◆ Reading passage
Start

Today’s guest post is from Book Designer and blogger Joel Friedlander, and this content originally appeared on his website The Book Designer on May 11, 2012. Since self-publishing often feels like a daunting juggling act of roles, I felt this would be a great post to share. Joel was kind enough to allow me to repost this great information, so here it is!
One of the amazing things that happens when you start self-publishing is a certain kind of evolution. Almost all self-publishers start off as writers, of course. But it’s what happens next that’s really interesting. Follow along here and see what you think.
It’s amazing to read the biographies of writers and hear their stories of how they started writing at age five or wrote a novel at age ten. It’s not true for all writers, but there’s some kind of impulse that makes otherwise rational people take valuable time out of their day to wrestle out the stories or ideas or teachings or whatever it is that they are compelled to write.
Because it really is compulsion for many writers. Others take to it more casually, but we all spend time learning how to communicate with this deceptive tool of written language.
A lot of the life of a writer is lived in . . . solitude.
Look, there’s really no replacement for the time it takes to learn to craft a decent sentence, or to create a persuasive argument. Writing is solitary by its nature, and a lot of the life of a writer is lived in that solitude. A writer who works as a professional, whether full time or part time, is also engaged in the business of writing, with being accepted or rejected for publication, with agents and editors. All these activities take place in the wider world, and naturally develop a different side of the writer’s life.
It’s easy to see that a writer is simply someone who writes. But then who is an author?
I suppose in a general sense there’s not much difference between the two. But for me, an author is a person who has written a book. Now, when you’ve written a book—become an author—usually you’re intending to publish that book. Most books are written for publication of one kind or another; there’s not much incentive for authors to write a book they don’t intend to publish, is there?
It may be a very private or small-circulation publication, but even then the author will need to produce copies and distribute them to other people. So I connect the idea of being an author with publishing the work you create. You might take any one of many paths to reach your goal of publication, but the goal remains the same.
The author has a public face in the world. That means that authors also have a business capacity, the necessity to deal with agents and editors, with the finances and tax implications of earning income from your writing. But the big difference, for me is that the author almost always has a public face in the world, while a writer might remain completely private, if they choose.

End

◆ Entries provided
Start

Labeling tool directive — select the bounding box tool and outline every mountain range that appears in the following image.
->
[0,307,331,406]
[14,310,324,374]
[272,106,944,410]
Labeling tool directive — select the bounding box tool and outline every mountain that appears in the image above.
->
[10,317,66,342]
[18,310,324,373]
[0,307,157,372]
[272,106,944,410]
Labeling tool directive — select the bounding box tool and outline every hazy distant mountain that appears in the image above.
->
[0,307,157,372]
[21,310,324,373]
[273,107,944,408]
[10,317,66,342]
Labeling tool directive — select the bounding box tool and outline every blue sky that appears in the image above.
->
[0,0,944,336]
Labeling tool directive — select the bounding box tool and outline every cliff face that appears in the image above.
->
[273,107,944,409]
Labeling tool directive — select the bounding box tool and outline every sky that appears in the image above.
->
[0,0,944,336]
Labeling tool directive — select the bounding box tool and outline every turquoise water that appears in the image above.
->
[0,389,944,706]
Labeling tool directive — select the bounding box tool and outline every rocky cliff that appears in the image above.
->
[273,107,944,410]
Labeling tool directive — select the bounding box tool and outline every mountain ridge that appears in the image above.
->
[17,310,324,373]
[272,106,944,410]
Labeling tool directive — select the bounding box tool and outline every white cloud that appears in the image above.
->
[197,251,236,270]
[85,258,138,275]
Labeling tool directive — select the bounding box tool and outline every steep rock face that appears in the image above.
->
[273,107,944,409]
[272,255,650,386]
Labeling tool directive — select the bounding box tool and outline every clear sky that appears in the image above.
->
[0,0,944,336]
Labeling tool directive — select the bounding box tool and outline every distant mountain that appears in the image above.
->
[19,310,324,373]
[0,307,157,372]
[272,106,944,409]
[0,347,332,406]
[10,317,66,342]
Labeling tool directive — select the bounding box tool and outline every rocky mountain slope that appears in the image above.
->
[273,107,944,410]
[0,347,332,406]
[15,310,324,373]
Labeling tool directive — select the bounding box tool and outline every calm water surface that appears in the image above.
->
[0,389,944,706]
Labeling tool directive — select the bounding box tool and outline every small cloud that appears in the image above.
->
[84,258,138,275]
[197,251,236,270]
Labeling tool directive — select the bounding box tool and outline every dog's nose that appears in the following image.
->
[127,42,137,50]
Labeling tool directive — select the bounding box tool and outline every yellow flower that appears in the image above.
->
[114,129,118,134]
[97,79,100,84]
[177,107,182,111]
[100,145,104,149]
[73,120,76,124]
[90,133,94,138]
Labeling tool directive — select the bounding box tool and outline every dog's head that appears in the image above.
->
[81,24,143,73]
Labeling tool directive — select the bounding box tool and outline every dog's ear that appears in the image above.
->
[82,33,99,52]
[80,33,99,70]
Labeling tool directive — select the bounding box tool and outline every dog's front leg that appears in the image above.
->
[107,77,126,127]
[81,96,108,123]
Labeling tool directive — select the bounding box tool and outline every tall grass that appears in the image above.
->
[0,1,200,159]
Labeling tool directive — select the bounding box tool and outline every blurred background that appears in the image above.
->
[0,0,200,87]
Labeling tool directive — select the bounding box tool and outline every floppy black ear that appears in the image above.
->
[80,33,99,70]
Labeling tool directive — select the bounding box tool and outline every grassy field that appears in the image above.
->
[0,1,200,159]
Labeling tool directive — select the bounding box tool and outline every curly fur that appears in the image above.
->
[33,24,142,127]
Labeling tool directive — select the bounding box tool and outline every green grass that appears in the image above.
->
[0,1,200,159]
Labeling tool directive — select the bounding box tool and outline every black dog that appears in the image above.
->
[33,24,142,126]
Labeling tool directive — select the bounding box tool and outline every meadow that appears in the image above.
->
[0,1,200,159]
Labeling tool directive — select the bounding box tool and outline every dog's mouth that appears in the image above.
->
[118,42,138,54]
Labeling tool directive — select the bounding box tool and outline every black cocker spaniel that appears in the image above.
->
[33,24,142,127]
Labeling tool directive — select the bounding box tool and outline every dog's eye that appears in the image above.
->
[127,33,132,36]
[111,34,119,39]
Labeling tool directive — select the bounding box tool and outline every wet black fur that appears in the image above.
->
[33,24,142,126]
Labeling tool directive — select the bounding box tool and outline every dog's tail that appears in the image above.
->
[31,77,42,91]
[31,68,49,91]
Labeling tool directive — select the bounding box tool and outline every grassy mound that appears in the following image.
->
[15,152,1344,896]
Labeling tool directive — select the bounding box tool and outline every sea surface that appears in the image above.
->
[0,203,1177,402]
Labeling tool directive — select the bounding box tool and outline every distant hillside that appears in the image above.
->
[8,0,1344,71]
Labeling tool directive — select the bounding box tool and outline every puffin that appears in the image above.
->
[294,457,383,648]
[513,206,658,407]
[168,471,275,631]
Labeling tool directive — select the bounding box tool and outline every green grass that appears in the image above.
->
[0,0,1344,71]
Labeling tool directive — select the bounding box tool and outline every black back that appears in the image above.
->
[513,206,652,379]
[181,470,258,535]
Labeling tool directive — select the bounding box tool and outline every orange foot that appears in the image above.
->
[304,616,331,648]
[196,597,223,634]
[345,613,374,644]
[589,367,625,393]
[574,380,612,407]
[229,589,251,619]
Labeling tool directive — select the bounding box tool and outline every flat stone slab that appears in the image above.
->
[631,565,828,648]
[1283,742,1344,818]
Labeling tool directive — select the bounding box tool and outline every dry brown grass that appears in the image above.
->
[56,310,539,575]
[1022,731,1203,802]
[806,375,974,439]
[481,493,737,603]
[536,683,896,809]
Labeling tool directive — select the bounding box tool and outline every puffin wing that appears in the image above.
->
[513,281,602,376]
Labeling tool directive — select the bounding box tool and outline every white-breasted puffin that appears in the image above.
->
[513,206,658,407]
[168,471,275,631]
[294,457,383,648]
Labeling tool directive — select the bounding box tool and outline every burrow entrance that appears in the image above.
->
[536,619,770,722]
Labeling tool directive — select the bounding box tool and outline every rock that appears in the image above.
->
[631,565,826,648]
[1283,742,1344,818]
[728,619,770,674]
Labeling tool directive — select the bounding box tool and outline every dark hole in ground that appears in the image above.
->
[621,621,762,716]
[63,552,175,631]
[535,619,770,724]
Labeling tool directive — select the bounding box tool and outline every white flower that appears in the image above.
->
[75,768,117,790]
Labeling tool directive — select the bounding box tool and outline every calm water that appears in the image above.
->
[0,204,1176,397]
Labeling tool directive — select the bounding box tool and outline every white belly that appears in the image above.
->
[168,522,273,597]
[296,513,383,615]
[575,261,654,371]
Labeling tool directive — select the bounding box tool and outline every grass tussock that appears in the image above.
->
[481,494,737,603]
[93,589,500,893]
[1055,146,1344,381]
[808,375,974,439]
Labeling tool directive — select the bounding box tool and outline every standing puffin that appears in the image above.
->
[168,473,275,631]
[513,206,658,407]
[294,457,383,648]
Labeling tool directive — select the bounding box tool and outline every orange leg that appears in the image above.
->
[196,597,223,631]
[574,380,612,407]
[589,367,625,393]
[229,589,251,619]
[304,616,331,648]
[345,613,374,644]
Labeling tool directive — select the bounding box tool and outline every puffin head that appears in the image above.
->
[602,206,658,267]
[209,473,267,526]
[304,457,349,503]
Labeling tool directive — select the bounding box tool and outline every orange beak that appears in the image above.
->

End

◆ Exercise set
#1 In the guest post about writers and authors, what defines an author?
#2 From the guest post about writers and authors, copy the passage starting with "Look, there’s really" and going on through "the writer’s life.".
The records aren't needed for this.

◆ Results
#1 An author is a person who has written a book.

#2
Look, there’s really no replacement for the time it takes to learn to craft a decent sentence, or to create a persuasive argument. Writing is solitary by its nature, and a lot of the life of a writer is lived in that solitude. A writer who works as a professional, whether full time or part time, is also engaged in the business of writing, with being accepted or rejected for publication, with agents and editors. All these activities take place in the wider world, and naturally develop a different side of the writer’s life.